About this exercise =
Give again, word for word, only the lines of the material below from its first line through the one that holds "Label a point on each instance of the lamp pole"; pictures stay out.

Provided records =
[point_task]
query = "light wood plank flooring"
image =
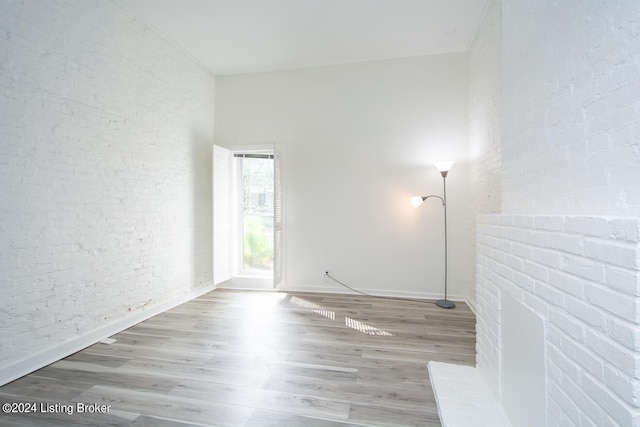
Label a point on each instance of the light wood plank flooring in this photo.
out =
(238, 358)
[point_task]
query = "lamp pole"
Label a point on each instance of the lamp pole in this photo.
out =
(445, 303)
(443, 167)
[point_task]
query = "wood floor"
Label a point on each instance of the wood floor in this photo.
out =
(237, 358)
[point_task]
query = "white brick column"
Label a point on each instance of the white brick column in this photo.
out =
(581, 275)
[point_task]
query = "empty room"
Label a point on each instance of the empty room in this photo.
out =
(320, 213)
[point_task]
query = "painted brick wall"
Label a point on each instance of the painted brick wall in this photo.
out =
(484, 126)
(581, 275)
(571, 107)
(105, 190)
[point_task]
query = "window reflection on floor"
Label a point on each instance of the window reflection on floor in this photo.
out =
(348, 321)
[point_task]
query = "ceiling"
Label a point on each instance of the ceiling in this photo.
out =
(248, 36)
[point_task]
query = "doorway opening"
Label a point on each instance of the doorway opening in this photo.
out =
(254, 213)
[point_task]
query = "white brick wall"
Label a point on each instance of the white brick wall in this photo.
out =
(571, 96)
(105, 136)
(581, 274)
(484, 126)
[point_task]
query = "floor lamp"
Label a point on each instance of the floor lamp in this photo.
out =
(416, 201)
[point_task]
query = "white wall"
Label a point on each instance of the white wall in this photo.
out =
(567, 243)
(105, 207)
(359, 140)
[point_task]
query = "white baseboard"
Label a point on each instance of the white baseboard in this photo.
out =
(373, 292)
(46, 357)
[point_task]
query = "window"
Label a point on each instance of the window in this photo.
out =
(255, 212)
(247, 215)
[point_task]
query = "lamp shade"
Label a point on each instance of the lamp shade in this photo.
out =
(444, 165)
(416, 201)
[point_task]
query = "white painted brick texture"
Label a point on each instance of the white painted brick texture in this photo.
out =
(570, 103)
(587, 291)
(105, 135)
(484, 125)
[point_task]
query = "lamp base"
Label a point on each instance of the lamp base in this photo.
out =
(445, 303)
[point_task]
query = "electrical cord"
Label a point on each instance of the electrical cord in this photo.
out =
(373, 296)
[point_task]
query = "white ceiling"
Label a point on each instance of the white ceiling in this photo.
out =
(246, 36)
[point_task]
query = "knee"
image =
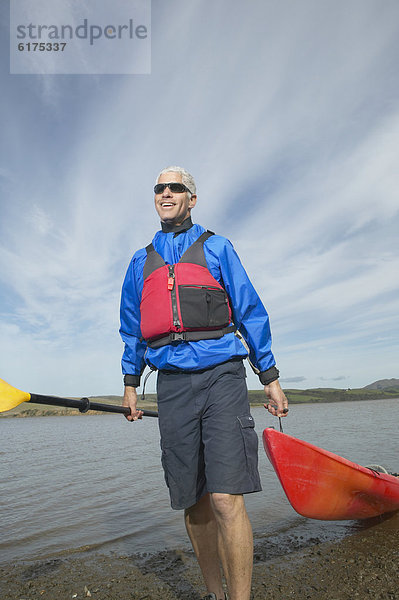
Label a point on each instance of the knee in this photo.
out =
(227, 506)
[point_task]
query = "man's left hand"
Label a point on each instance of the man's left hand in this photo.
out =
(278, 403)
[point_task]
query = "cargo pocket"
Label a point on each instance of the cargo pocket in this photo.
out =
(250, 439)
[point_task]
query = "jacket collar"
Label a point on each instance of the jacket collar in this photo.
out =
(176, 229)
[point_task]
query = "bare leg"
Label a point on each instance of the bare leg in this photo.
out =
(203, 532)
(235, 543)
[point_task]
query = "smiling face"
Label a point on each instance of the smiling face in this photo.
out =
(173, 208)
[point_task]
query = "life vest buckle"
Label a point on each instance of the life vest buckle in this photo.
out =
(176, 336)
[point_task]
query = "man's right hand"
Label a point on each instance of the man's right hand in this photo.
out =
(130, 400)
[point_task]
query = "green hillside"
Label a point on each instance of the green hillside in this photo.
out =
(375, 391)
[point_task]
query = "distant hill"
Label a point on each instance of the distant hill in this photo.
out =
(382, 384)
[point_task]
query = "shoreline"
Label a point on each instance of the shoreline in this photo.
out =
(364, 564)
(34, 410)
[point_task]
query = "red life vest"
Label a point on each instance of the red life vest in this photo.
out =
(182, 302)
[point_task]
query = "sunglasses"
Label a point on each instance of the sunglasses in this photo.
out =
(175, 188)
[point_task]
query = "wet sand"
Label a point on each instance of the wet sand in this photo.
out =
(362, 565)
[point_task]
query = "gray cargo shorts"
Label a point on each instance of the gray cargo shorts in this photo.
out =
(208, 439)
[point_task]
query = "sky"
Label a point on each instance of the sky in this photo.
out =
(287, 115)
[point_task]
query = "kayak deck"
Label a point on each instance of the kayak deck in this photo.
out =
(323, 485)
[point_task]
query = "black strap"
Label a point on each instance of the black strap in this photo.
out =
(194, 254)
(153, 261)
(190, 336)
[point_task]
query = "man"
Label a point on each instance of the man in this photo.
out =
(182, 300)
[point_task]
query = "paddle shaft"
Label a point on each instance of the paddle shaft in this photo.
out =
(84, 404)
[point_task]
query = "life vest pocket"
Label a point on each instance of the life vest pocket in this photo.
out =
(203, 307)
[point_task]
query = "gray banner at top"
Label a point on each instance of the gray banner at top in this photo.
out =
(74, 37)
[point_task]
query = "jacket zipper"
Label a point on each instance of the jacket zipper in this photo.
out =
(172, 289)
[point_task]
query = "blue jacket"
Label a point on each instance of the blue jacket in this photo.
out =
(249, 315)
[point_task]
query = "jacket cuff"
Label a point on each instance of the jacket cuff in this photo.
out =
(268, 376)
(131, 380)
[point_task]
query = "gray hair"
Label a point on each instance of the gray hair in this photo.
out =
(186, 178)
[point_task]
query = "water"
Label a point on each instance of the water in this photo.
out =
(95, 482)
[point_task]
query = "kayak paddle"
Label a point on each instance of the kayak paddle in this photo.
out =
(10, 397)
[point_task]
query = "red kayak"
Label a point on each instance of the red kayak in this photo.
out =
(322, 485)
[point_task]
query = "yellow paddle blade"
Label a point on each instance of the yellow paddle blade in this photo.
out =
(10, 397)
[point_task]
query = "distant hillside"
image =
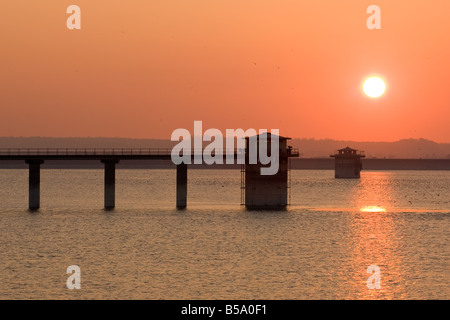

Exercise response =
[point_task]
query = "light wood plank flooring"
image =
Label a point on each instance of the light wood plank flooring in this photo.
out =
(238, 358)
[point_task]
query = "lamp pole"
Label a point on each instance of the lamp pole in this photo.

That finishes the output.